Problem to solve:
Could you transcribe every record below exactly as written, excluding the pictures?

◇ ◇ ◇ ◇

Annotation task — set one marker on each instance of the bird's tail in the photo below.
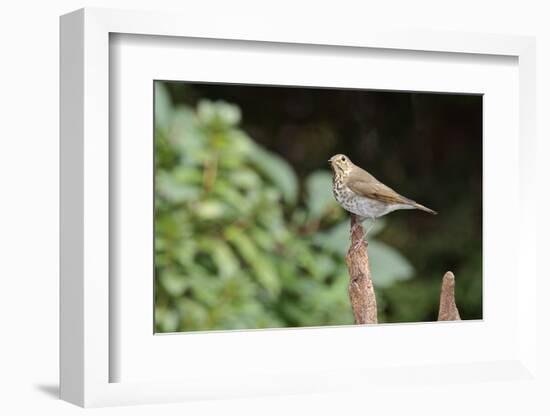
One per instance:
(423, 208)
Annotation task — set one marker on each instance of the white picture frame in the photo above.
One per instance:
(87, 305)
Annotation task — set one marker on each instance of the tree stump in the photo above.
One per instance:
(361, 289)
(447, 306)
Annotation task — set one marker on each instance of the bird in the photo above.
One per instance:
(360, 193)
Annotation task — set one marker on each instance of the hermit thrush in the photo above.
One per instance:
(360, 193)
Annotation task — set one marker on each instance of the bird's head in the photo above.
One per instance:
(340, 164)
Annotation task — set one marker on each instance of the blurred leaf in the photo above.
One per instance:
(387, 265)
(319, 193)
(278, 171)
(263, 269)
(174, 283)
(163, 107)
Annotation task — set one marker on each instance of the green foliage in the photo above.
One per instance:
(238, 242)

◇ ◇ ◇ ◇

Reply:
Annotation task — set one marker on each instance of the bird's tail in the photo below.
One per instance:
(423, 208)
Annotation task — set one marker on each instance of the white picture frame in the photo above.
One per instance:
(87, 305)
Annotation task — set one marker on each instance of the tree stump in the photo above.
One per instance:
(361, 289)
(447, 306)
Annotation task — set one marker on each instance of the bird in the photo above.
One per instance:
(360, 193)
Annotation task — set one marker on each instance of the hermit thrush in the photo above.
One per instance:
(360, 193)
Annotation task — set one marker on each instance of the bird's head in the photo above.
One per instance:
(340, 164)
Annotation task — set one marker on each instance of the blurred leaf in the photo above.
One per instance:
(387, 265)
(319, 193)
(278, 171)
(263, 269)
(174, 283)
(163, 107)
Annotation task — set one marker on each instance of the green foliage in the photo above.
One per instance:
(238, 242)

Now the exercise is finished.